# Instructions for the task
Please recast every line of the rows below as a JSON list of strings, one string per line, leaving out the blank lines.

# Given records
++++++++++
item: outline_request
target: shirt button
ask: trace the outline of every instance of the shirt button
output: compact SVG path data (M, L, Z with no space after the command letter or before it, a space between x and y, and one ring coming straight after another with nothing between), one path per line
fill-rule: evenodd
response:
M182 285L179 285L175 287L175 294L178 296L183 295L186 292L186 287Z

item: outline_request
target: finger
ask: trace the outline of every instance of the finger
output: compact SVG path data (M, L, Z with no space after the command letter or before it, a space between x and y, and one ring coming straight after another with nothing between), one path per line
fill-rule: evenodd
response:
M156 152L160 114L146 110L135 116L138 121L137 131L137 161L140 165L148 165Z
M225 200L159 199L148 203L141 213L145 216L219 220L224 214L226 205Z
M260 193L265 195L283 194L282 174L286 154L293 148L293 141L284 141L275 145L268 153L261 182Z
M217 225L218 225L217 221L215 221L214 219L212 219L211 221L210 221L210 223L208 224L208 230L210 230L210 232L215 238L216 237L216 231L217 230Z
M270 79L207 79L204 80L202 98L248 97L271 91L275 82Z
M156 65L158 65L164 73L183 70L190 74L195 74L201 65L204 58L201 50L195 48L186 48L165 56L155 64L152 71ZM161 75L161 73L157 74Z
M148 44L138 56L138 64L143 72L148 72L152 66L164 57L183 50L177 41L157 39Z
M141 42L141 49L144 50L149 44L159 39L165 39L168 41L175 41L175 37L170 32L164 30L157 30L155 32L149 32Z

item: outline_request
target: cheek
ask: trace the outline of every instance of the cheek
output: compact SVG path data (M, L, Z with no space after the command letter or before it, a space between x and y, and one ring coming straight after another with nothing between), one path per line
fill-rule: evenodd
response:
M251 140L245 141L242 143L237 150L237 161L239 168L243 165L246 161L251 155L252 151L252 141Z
++++++++++
# Task response
[
  "item: outline_request",
  "target: shirt button",
  "ask: trace the outline of every instance of the shirt button",
  "output: compact SVG path data (M, L, Z with no space after the command letter or before it, a space between x and y, and one ring coming straight after another with nothing between), one path per line",
  "fill-rule: evenodd",
  "response:",
  "M182 285L179 285L175 287L175 294L178 296L183 295L186 292L186 287Z",
  "item: outline_request",
  "target: finger",
  "ask: trace the outline of every instance of the finger",
  "output: compact SVG path data (M, L, Z with no space after the command letter or before it, a space between x and y, and one ring coming straight after another with nothing between), one path per line",
  "fill-rule: evenodd",
  "response:",
  "M156 152L160 114L146 110L135 116L138 121L137 131L137 161L140 165L148 165Z",
  "M225 200L159 199L148 203L141 213L145 216L219 220L224 214L226 205Z",
  "M260 193L265 195L283 194L282 174L286 154L293 148L293 141L284 141L275 145L268 153L261 182Z",
  "M217 225L218 225L217 221L215 221L214 219L212 219L211 221L210 221L210 223L208 224L208 230L210 230L210 232L215 238L216 237L216 231L217 230Z",
  "M270 79L207 79L204 80L202 98L248 97L271 91L275 82Z",
  "M156 65L158 65L164 73L183 70L190 74L195 74L201 65L204 58L201 50L195 48L186 48L165 56L155 64L152 71ZM161 75L161 73L157 74Z",
  "M148 44L138 56L138 64L143 72L148 72L152 66L164 57L183 50L177 41L157 39Z",
  "M141 42L141 49L144 50L149 44L159 39L165 39L168 41L175 41L175 37L170 32L164 30L157 30L155 32L149 32Z",
  "item: outline_request",
  "target: cheek",
  "ask: trace the outline of every instance of the cheek",
  "output: compact SVG path data (M, L, Z with no space after the command letter or before it, a space between x and y, and one ring coming straight after another with nothing between), one path per line",
  "fill-rule: evenodd",
  "response:",
  "M251 140L245 141L242 143L237 150L237 161L239 168L243 165L246 161L251 155L252 151L252 141Z"
]